» **RECORDS SUPPLIED**:
-- Opening Marker --
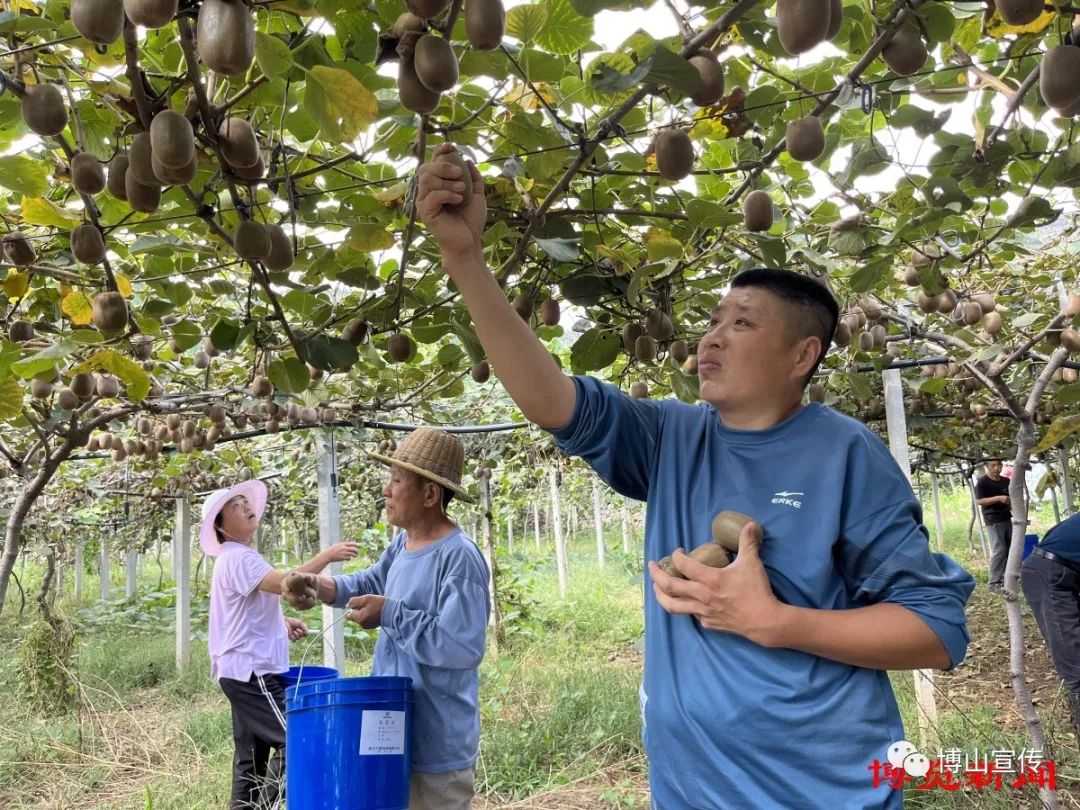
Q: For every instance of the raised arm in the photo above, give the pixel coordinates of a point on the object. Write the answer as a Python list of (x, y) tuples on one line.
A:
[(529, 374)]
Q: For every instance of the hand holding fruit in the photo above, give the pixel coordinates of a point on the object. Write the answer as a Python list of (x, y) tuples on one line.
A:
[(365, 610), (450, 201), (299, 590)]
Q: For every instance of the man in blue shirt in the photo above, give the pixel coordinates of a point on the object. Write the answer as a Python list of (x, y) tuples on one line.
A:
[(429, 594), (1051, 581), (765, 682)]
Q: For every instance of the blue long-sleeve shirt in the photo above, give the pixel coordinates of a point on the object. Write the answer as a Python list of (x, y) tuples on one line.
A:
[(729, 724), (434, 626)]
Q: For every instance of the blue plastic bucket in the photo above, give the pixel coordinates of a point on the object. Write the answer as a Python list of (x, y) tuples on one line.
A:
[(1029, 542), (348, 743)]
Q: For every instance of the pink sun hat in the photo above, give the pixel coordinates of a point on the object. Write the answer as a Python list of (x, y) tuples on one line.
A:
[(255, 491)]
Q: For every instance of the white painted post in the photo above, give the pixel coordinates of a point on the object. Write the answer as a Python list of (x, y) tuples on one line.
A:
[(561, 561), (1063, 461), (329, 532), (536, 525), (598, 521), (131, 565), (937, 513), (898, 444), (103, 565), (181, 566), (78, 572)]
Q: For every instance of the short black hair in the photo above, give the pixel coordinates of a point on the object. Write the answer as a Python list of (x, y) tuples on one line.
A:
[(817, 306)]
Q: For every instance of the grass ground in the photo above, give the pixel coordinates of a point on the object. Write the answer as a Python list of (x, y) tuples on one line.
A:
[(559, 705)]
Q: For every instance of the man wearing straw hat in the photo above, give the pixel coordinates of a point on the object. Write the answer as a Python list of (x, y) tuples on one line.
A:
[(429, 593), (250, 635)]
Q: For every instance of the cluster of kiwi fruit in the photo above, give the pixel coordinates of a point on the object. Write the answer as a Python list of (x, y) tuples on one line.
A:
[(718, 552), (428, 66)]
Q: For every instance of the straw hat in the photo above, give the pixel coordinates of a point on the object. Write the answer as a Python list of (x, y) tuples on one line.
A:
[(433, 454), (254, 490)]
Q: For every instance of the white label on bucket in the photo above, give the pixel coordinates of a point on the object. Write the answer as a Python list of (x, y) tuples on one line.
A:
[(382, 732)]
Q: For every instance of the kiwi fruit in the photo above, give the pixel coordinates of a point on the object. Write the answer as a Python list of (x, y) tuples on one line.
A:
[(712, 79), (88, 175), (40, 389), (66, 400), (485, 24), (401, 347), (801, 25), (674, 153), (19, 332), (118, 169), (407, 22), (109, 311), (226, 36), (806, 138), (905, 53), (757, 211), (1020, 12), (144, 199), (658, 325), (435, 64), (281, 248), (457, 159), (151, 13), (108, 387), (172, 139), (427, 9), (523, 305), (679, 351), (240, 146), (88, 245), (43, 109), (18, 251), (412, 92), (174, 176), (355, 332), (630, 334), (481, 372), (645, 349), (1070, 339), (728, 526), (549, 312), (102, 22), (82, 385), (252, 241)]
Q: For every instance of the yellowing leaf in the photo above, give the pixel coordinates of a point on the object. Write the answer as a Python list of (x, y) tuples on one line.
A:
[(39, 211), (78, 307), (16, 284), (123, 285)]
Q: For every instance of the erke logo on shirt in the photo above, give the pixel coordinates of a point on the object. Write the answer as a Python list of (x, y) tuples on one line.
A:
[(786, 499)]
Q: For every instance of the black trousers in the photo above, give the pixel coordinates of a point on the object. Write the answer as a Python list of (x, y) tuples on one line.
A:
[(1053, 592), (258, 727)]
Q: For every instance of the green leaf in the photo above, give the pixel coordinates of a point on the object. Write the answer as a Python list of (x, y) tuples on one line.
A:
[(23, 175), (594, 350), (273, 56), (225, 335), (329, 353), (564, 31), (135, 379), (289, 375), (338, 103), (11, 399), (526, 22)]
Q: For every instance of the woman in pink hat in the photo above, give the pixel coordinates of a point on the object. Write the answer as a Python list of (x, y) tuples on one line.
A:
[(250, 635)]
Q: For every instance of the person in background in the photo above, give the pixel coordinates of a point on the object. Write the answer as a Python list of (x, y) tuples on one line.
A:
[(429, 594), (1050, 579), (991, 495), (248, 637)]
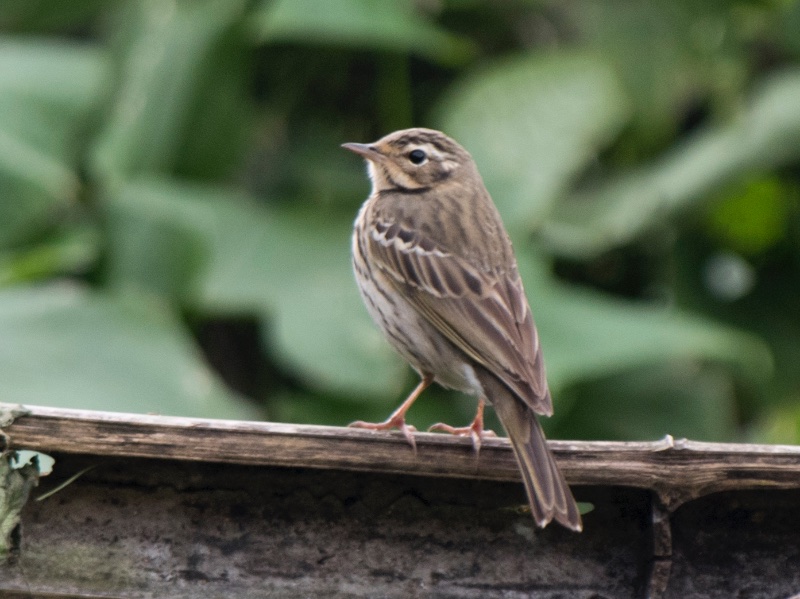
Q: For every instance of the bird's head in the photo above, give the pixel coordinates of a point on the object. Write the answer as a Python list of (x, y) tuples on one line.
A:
-- Closing Marker --
» **TASK BRIEF**: Before printing anything, remove the pictures; then print all the records exactly.

» **EXPECTED ANSWER**:
Q: For every instance of the raised arm in the photo above, give the pixel coordinates of a point on the object. Write the answer as a Python list of (x, y) tuples on one line.
A:
[(529, 374)]
Q: For every instance of the hand holding fruit in the photo above, give the pixel coordinates of a point on the object. Write the answer as a Python list of (x, y) tuples on one line.
A:
[(365, 610), (450, 201), (299, 590)]
Q: For every instance of the man in blue shirt in the photo above, give the pixel coordinates of a point on the object. Write the answer as a Python list of (x, y) tuples on one line.
A:
[(429, 594), (1051, 581), (765, 682)]
Q: For every instance of the blue long-sleeve shirt in the photo above, give the pixel coordinates of a point on the object. Write the answer as a Python list of (x, y) tuples on one line.
A:
[(729, 724), (434, 626)]
Q: For every instance of the blue plastic bucket in the photo above, give the pixel coordinates of a point on the object. Write the answer as a Python list of (x, y) tuples on one line.
A:
[(1029, 542), (348, 743)]
Q: For every instance of the pink sun hat in the photo above, give the pixel coordinates of a point on the object. Write the answer as a Python list of (x, y) tuples on one line.
A:
[(255, 491)]
Q: For every instance of the white painted post in the photo above, give the pixel coordinates of a point on the object. Write the answer as a Python list of (x, y) tuples on one line.
A:
[(561, 561), (1063, 461), (329, 532), (536, 525), (598, 521), (131, 565), (937, 513), (898, 444), (103, 565), (181, 566), (78, 572)]
Q: For every instance of the short black hair in the photo above, give the pixel coordinates of a point on the object. Write the answer as a Python list of (x, y) tuples on one line.
A:
[(817, 306)]
Q: For every instance of the grass ground in the photo above, give the pixel coordinates of a point on the object. Write the answer as a Python list of (x, y) tuples on one line.
A:
[(559, 705)]
Q: For every instance of the man wearing straw hat in the photo above, give the pixel coordinates of a point on the object. Write the answer as a Python list of (x, y) tuples on one line.
A:
[(429, 593), (250, 635)]
Q: For every instance of the cluster of kiwi fruit in the photo above, give the pixel coordinates of a point on the object. Write the answer as a Python list of (x, y) tuples on one line.
A:
[(718, 552), (428, 66)]
Q: For every instance of the straw hat in the photo above, give the pixel coordinates of a point on the object. Write the answer as a Python list of (x, y) tuples on one line.
A:
[(433, 454), (254, 490)]
Q: For every instance of the white label on bucket in the photo above, give the pixel coordinates of a point on the object. Write the answer as a Python list of (x, y) tuples on one line.
A:
[(382, 732)]
Q: For every instance of the kiwi fruit in the photo above, give the pixel coordinates of a point on the object. Write the answer as a Python list of (x, y) tuples on one line.
A:
[(712, 79), (88, 175), (40, 389), (66, 400), (485, 24), (401, 347), (801, 25), (674, 153), (19, 332), (118, 169), (407, 22), (109, 311), (226, 36), (806, 138), (905, 53), (757, 211), (1020, 12), (144, 199), (658, 325), (435, 64), (281, 248), (457, 159), (151, 13), (108, 387), (172, 139), (427, 9), (523, 305), (679, 351), (240, 146), (88, 245), (43, 109), (18, 251), (412, 92), (174, 176), (355, 332), (630, 334), (481, 372), (645, 349), (1070, 339), (728, 526), (549, 312), (102, 22), (82, 385), (252, 241)]
Q: For every instance of the yellowing leaf in the photo above, give the pixel coordinates of a point on the object. Write the answer as a Python list of (x, y) tuples on one line.
A:
[(39, 211), (78, 307), (16, 284), (123, 285)]
Q: For every instance of the erke logo on shirt in the photo above, give the pixel coordinates of a point on the object. Write the answer as a Python list of (x, y) tuples on one line.
A:
[(786, 499)]
Q: For every instance of the black trousers in the photo above, give the pixel coordinates of a point on the object. Write the answer as a Python list of (x, y) tuples on one line.
A:
[(1053, 592), (258, 727)]
Q: For every instance of the green leaf in the photo above, give the pixel coordinates of a point on the object. Write the answer as a Python list of (x, y) tuples on one line.
A:
[(23, 175), (594, 350), (273, 56), (225, 335), (329, 353), (564, 31), (135, 379), (289, 375), (338, 103), (11, 399), (526, 22)]
Q: For every instance of the woman in pink hat in the photo above, give the pixel coordinates of a point on the object. Write the answer as a Python list of (x, y) tuples on one line.
A:
[(250, 635)]
Q: For every instance of the person in background in the photo above, give the pixel coordinates of a point on the object. Write the answer as a Python list of (x, y) tuples on one line.
A:
[(429, 594), (1050, 579), (991, 495), (248, 637)]
Q: For every instance of the bird's head in the photo above, give the pixel coordinates of a point on the object. Write the answer as a Python list of (x, y) tuples on one line.
A:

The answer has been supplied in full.